ASSIGNMENT> Output every line below exactly, please, omitting pictures.

--- SUPPLIED RECORDS Enclosed Below ---

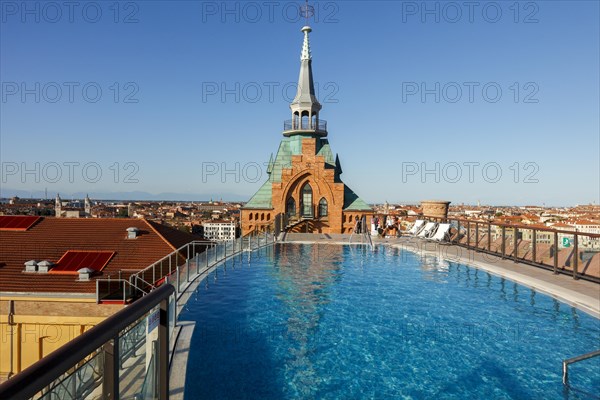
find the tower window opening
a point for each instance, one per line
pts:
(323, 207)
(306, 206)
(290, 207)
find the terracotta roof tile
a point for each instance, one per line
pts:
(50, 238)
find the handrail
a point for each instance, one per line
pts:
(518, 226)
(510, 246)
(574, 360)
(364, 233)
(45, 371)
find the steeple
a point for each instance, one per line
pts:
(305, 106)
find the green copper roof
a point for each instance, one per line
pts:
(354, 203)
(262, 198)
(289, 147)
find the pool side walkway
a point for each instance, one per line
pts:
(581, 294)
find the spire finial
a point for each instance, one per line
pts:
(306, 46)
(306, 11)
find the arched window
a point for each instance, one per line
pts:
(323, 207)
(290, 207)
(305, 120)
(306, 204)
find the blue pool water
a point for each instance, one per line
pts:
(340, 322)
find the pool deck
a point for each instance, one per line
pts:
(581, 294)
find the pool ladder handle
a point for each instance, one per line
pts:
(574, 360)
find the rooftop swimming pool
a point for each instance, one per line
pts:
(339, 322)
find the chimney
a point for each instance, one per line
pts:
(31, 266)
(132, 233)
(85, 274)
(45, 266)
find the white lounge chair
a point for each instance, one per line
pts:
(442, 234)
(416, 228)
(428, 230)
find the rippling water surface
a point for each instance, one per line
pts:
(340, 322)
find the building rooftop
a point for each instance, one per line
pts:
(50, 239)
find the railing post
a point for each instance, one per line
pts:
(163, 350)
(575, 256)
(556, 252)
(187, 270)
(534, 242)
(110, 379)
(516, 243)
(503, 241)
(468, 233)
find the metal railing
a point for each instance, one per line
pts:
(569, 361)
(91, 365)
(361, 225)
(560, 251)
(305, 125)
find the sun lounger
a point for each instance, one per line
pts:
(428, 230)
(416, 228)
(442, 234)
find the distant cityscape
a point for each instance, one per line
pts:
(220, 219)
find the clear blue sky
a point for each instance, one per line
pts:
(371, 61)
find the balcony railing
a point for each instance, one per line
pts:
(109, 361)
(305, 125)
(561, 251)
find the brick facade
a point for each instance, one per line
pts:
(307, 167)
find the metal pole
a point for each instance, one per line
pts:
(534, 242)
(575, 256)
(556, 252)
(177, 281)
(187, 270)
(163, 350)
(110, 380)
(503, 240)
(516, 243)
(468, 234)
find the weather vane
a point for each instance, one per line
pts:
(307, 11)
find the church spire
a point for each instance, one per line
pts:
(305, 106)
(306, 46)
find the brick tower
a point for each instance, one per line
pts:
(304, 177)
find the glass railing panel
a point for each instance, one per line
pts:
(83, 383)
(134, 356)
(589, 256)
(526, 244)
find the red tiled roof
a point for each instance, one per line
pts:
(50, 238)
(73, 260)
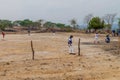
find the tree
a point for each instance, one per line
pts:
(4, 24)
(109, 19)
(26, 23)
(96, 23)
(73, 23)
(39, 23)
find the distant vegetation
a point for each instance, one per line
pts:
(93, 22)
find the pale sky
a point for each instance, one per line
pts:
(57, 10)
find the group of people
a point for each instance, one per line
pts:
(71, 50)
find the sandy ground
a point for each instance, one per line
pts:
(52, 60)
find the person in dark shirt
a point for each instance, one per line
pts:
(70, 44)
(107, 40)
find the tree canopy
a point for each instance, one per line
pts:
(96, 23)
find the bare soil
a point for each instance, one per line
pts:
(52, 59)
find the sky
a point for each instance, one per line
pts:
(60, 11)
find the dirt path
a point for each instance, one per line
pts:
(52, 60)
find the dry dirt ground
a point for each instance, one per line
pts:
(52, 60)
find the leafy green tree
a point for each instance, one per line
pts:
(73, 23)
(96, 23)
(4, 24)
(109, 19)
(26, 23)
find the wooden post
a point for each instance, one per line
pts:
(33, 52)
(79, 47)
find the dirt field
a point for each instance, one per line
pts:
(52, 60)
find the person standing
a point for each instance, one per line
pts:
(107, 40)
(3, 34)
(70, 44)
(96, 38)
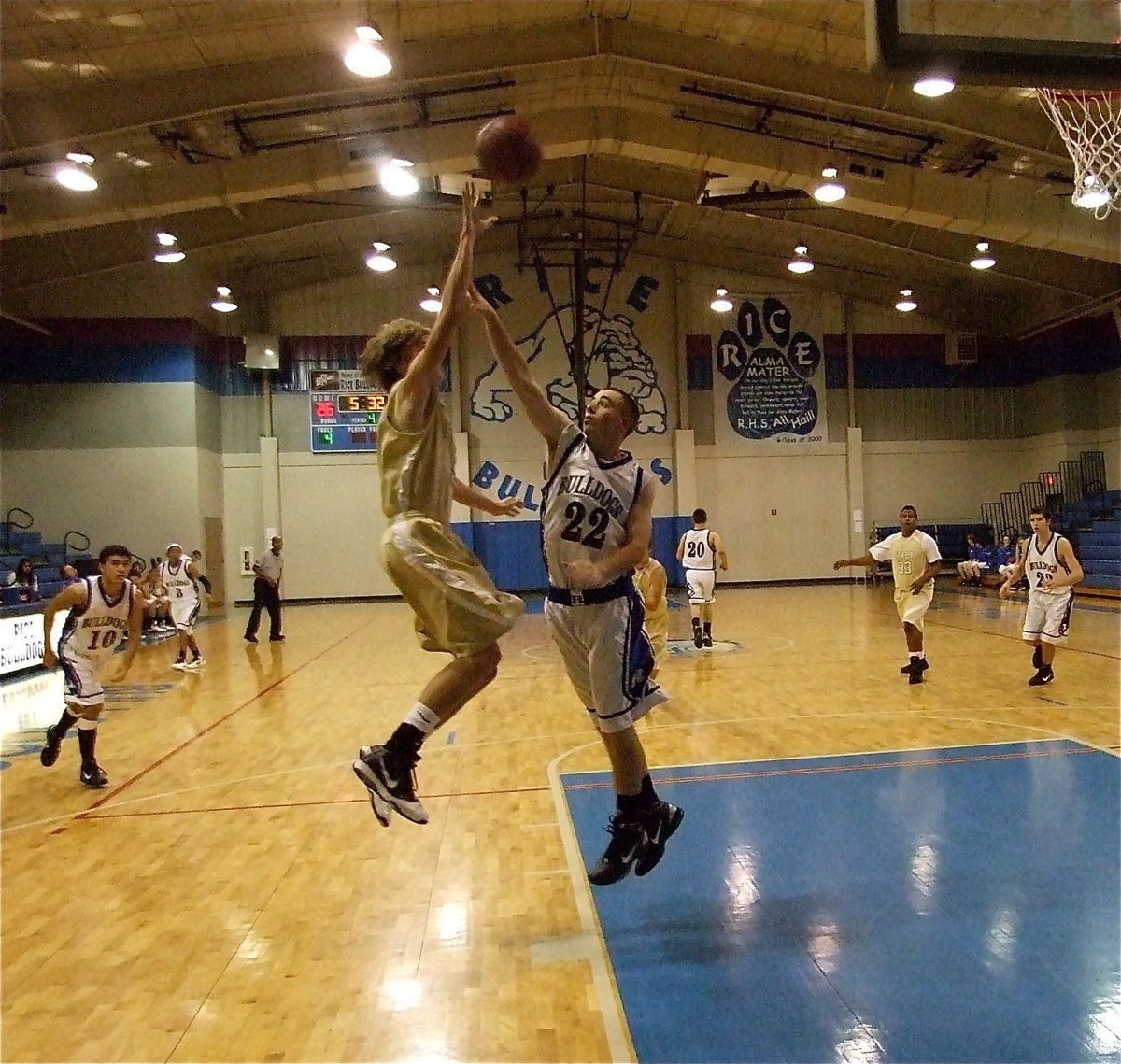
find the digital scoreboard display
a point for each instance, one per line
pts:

--- End of Enclosed SUPPLIED RECORDS ---

RESPONSE BELOW>
find the tower window opening
a point for each instance, one per line
pts:
(323, 207)
(306, 206)
(290, 207)
find the terracotta roof tile
a point for each instance, one per line
pts:
(50, 238)
find the handrail
a point for each instance, one per line
pts:
(518, 226)
(510, 246)
(574, 360)
(364, 233)
(45, 371)
find the steeple
a point for each instance, one per line
pts:
(305, 106)
find the green copper roof
a point for each instance, one per line
pts:
(354, 203)
(262, 198)
(289, 147)
find the pool side walkway
a point for each instance, one per line
pts:
(581, 294)
find the spire finial
a point for each instance, one per line
pts:
(306, 46)
(306, 11)
find the arched window
a point for each instance, one per line
pts:
(323, 207)
(290, 207)
(305, 120)
(306, 204)
find the blue pool water
a point for each instance, one per line
pts:
(340, 322)
find the pool deck
a point for each instance, one per line
pts:
(581, 294)
find the pool ladder handle
a point for each instance, one per line
pts:
(574, 360)
find the rooftop swimming pool
a point for each instance, one per line
pts:
(339, 322)
find the chimney
a point for each instance, one per line
pts:
(31, 266)
(132, 233)
(85, 274)
(45, 266)
find the white lounge chair
a point for each instance, one per line
pts:
(442, 234)
(416, 228)
(428, 230)
find the rippling water surface
a point for each instance, one per line
pts:
(340, 322)
find the building rooftop
a point for each instance, one per line
pts:
(50, 239)
find the railing post
a point for each instance, one per line
pts:
(163, 350)
(575, 256)
(556, 252)
(187, 270)
(534, 242)
(110, 379)
(516, 243)
(503, 241)
(468, 233)
find the metal railing
a point for each instance, one per line
pts:
(569, 361)
(91, 365)
(361, 225)
(560, 251)
(305, 125)
find the sun lounger
a point for each instance, one per line
pts:
(428, 230)
(416, 228)
(442, 234)
find the distant cityscape
a point for each instance, one per line
pts:
(220, 219)
find the clear blue sky
a point for each instance, one per line
pts:
(371, 61)
find the balcony railing
a point for each instance, one per line
pts:
(109, 361)
(305, 125)
(561, 251)
find the brick facade
a point for each instance, one per line
pts:
(307, 167)
find the metal pole
a point for each instance, one per line
pts:
(534, 242)
(575, 256)
(556, 252)
(177, 281)
(187, 270)
(163, 350)
(110, 380)
(503, 240)
(516, 243)
(468, 234)
find the weather vane
a point for each instance, one per line
pts:
(307, 11)
find the church spire
a point for each instance, one per line
pts:
(305, 106)
(306, 46)
find the brick tower
a point for each instance, one per line
pts:
(304, 177)
find the glass railing panel
a point for each instance, one per line
pts:
(83, 383)
(134, 356)
(589, 256)
(526, 244)
find the red tiled roof
a point for each instance, one per line
pts:
(50, 238)
(73, 260)
find the tree
a point for each instance, one per line
pts:
(4, 24)
(109, 19)
(26, 23)
(96, 23)
(73, 23)
(39, 23)
find the distant vegetation
a point for each instance, one per line
pts:
(93, 22)
find the pale sky
a point for each instance, one per line
pts:
(57, 10)
find the group of people
a point for each instance, one per line
pts:
(71, 50)
find the sandy ground
a point for each instance, one per line
pts:
(52, 60)
find the person in dark shirt
a point for each instance, one per line
pts:
(70, 44)
(107, 40)
find the tree canopy
a point for each instance, one per line
pts:
(96, 23)
find the bare soil
a point for each instance, one per line
pts:
(52, 59)
find the sky
a point for each instance, one per line
pts:
(60, 11)
find the dirt path
a point for each instance, one per line
pts:
(52, 60)
find the dry dirt ground
a point for each instance, one per line
pts:
(52, 60)
find the leafy green tree
a point for each instance, one per line
pts:
(73, 23)
(96, 23)
(4, 24)
(109, 19)
(26, 23)
find the wooden post
a point for each instance, one per line
pts:
(33, 52)
(79, 47)
find the dirt field
a point for each instance, one per line
pts:
(52, 60)
find the person standing
a point for each instance, one per line
pts:
(107, 40)
(3, 34)
(70, 44)
(96, 38)
find the digital scoreboard display
a point for each instance, one per line
pts:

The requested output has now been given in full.